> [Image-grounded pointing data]
++++++++

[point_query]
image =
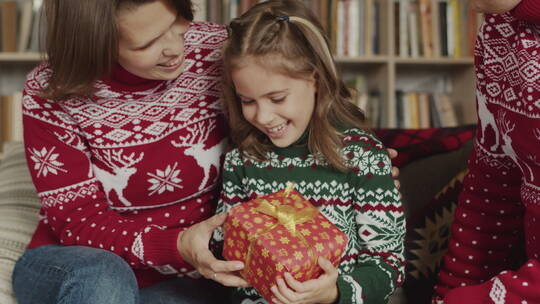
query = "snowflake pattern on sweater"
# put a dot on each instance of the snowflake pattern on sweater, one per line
(363, 202)
(499, 207)
(131, 166)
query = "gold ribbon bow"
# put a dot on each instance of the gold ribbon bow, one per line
(286, 215)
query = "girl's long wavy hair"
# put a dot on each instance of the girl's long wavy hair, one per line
(82, 41)
(286, 37)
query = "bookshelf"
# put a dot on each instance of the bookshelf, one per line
(385, 69)
(390, 60)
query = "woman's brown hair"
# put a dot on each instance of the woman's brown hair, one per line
(82, 41)
(290, 32)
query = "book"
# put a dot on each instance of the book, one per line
(403, 28)
(412, 22)
(443, 32)
(369, 23)
(426, 24)
(25, 26)
(423, 110)
(435, 28)
(39, 26)
(445, 110)
(8, 25)
(16, 116)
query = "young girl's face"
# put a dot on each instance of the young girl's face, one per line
(151, 43)
(278, 105)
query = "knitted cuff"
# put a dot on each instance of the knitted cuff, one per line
(346, 291)
(161, 249)
(528, 10)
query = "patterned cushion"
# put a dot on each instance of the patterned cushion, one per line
(430, 189)
(415, 144)
(19, 207)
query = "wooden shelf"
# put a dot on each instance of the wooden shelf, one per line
(434, 61)
(20, 57)
(362, 60)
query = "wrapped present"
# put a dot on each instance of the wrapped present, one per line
(277, 233)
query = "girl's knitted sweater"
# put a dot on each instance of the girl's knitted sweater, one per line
(363, 202)
(130, 167)
(498, 213)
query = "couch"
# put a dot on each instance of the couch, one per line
(432, 162)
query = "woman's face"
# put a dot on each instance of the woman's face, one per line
(151, 43)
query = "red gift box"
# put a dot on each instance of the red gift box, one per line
(277, 233)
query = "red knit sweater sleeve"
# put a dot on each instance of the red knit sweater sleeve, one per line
(74, 205)
(518, 287)
(486, 223)
(528, 10)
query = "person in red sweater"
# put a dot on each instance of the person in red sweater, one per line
(124, 140)
(498, 213)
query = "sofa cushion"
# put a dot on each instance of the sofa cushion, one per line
(430, 189)
(19, 208)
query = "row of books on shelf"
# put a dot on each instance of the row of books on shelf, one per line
(352, 25)
(420, 110)
(20, 25)
(414, 110)
(11, 118)
(434, 28)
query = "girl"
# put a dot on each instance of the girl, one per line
(123, 139)
(292, 120)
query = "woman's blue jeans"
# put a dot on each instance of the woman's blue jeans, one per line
(55, 274)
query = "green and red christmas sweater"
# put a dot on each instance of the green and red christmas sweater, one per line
(363, 202)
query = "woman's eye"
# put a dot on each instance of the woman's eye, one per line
(278, 99)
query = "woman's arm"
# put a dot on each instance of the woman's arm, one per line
(493, 6)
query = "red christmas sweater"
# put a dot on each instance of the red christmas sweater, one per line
(129, 168)
(499, 209)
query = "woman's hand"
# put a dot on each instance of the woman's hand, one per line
(192, 245)
(321, 290)
(395, 170)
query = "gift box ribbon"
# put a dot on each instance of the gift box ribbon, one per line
(288, 217)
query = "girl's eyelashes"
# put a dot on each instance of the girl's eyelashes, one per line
(278, 99)
(246, 101)
(273, 99)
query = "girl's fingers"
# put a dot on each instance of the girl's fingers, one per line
(277, 295)
(326, 266)
(284, 290)
(229, 279)
(293, 283)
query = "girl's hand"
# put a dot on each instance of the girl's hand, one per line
(321, 290)
(192, 245)
(392, 153)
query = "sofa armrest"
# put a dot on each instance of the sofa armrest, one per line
(19, 208)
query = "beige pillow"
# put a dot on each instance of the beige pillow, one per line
(19, 207)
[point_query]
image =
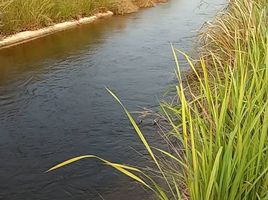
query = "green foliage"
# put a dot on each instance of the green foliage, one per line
(19, 15)
(221, 123)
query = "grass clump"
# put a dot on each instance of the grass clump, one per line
(20, 15)
(222, 123)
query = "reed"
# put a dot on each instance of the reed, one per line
(21, 15)
(221, 124)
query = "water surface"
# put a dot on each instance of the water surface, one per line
(53, 102)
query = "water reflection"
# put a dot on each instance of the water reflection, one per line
(53, 104)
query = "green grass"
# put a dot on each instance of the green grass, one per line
(220, 121)
(19, 15)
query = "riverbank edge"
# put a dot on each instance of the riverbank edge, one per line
(27, 36)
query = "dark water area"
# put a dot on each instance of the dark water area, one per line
(53, 102)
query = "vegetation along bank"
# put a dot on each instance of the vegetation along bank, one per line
(22, 15)
(220, 117)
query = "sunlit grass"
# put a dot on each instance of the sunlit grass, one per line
(222, 123)
(19, 15)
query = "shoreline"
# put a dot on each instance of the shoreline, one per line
(27, 36)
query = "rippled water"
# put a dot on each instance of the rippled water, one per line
(53, 102)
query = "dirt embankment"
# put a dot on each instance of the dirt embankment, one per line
(121, 7)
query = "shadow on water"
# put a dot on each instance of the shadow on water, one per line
(53, 103)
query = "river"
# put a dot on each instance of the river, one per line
(53, 102)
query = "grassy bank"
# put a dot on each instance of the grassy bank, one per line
(21, 15)
(220, 119)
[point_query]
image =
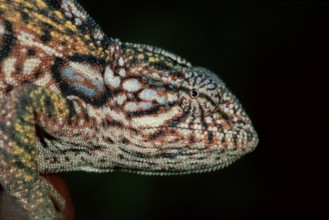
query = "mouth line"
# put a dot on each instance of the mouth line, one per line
(184, 128)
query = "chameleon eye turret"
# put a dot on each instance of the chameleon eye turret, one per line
(199, 92)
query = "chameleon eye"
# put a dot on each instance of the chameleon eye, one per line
(199, 93)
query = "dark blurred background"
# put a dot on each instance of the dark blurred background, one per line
(274, 57)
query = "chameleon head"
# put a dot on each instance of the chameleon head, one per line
(181, 119)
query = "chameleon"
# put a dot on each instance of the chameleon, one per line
(74, 99)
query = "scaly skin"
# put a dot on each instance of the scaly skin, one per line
(74, 99)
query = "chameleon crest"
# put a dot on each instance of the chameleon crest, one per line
(72, 98)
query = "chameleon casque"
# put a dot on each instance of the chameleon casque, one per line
(72, 98)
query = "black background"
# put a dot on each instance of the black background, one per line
(274, 57)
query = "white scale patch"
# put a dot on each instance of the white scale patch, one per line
(154, 121)
(30, 65)
(150, 94)
(110, 79)
(2, 30)
(8, 68)
(132, 106)
(28, 39)
(131, 85)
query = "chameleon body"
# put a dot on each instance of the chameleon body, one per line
(72, 98)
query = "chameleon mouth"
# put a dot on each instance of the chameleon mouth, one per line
(187, 167)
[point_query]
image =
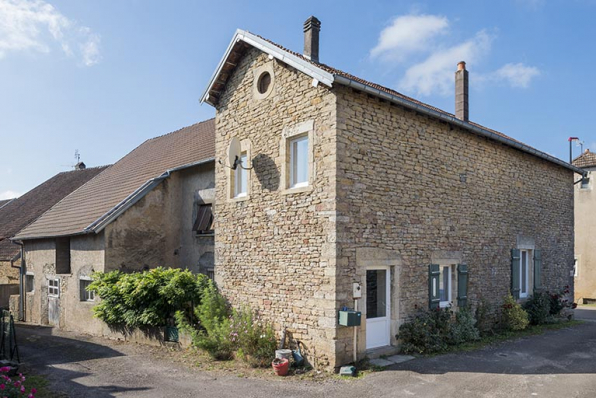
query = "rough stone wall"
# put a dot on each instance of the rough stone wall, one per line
(413, 190)
(585, 244)
(275, 249)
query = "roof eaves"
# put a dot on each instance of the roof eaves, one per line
(98, 225)
(306, 67)
(453, 120)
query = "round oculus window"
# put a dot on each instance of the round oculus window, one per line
(264, 82)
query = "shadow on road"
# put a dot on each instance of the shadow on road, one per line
(60, 357)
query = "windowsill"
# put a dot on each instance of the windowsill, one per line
(299, 189)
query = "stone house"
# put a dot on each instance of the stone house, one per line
(585, 220)
(151, 208)
(16, 214)
(351, 195)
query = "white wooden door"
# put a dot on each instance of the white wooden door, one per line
(378, 309)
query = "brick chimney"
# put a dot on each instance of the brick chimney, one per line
(312, 27)
(461, 92)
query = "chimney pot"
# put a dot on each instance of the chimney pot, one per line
(312, 27)
(461, 92)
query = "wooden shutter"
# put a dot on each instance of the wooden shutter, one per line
(462, 285)
(434, 299)
(515, 264)
(537, 270)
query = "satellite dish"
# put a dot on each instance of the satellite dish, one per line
(234, 152)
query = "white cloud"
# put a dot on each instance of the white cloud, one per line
(517, 75)
(409, 34)
(9, 195)
(436, 73)
(37, 26)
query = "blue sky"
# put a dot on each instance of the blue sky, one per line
(103, 76)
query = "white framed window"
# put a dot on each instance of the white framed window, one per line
(29, 282)
(445, 285)
(241, 177)
(54, 287)
(86, 295)
(299, 162)
(525, 266)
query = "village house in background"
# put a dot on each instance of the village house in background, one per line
(151, 208)
(585, 230)
(352, 189)
(16, 214)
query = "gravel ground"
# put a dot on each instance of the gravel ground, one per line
(558, 363)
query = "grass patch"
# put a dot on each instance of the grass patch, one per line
(509, 335)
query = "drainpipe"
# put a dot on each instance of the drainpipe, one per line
(22, 270)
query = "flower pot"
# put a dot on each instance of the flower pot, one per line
(281, 366)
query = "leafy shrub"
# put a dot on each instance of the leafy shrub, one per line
(144, 299)
(538, 308)
(14, 387)
(513, 316)
(464, 329)
(428, 332)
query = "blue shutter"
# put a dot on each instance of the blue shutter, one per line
(537, 270)
(462, 285)
(434, 299)
(515, 264)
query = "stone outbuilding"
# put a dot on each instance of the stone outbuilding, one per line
(151, 208)
(16, 214)
(585, 229)
(339, 192)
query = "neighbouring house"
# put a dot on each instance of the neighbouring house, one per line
(151, 208)
(351, 193)
(17, 213)
(585, 222)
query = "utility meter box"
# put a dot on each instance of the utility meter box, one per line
(349, 318)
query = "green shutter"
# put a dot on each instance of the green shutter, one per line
(434, 272)
(537, 270)
(462, 285)
(515, 264)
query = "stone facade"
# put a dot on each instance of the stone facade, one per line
(155, 231)
(585, 244)
(388, 187)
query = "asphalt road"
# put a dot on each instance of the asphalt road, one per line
(557, 364)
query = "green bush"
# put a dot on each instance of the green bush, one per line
(428, 332)
(538, 308)
(513, 316)
(144, 299)
(464, 329)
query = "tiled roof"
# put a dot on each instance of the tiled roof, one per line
(22, 211)
(111, 188)
(586, 159)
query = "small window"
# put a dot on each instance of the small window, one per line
(204, 222)
(54, 287)
(86, 295)
(445, 287)
(29, 283)
(299, 162)
(241, 178)
(264, 82)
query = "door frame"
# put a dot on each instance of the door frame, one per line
(387, 302)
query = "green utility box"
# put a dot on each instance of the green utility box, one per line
(349, 318)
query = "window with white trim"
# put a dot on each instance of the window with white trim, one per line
(86, 295)
(445, 285)
(524, 272)
(29, 283)
(54, 287)
(241, 177)
(299, 161)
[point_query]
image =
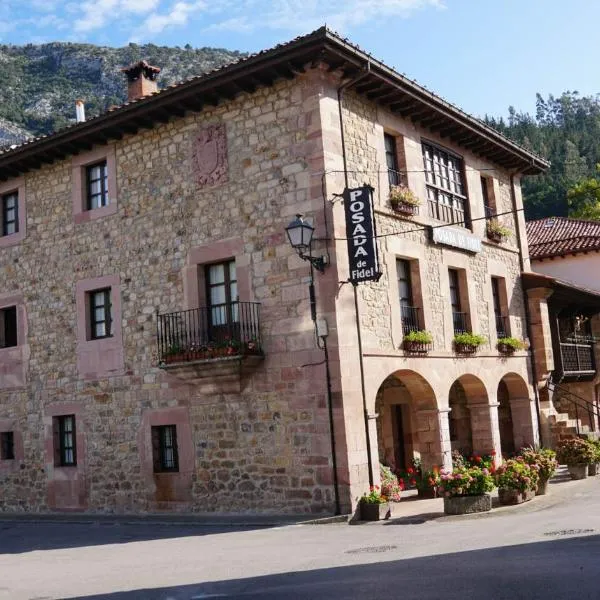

++++++++

> [Work instructions] What is needed is an exact restatement of the lines from the line with "# put a dot on each instance of the green utility" through the final line of the data, pictures excluded.

> [Answer to this problem]
# put a dot on each instance of the green utility box, one per line
(349, 318)
query = "window with white trim"
# put a dot on each instance of the window with white trim, one per line
(86, 295)
(445, 285)
(524, 272)
(29, 283)
(54, 287)
(241, 177)
(299, 161)
[point_query]
image =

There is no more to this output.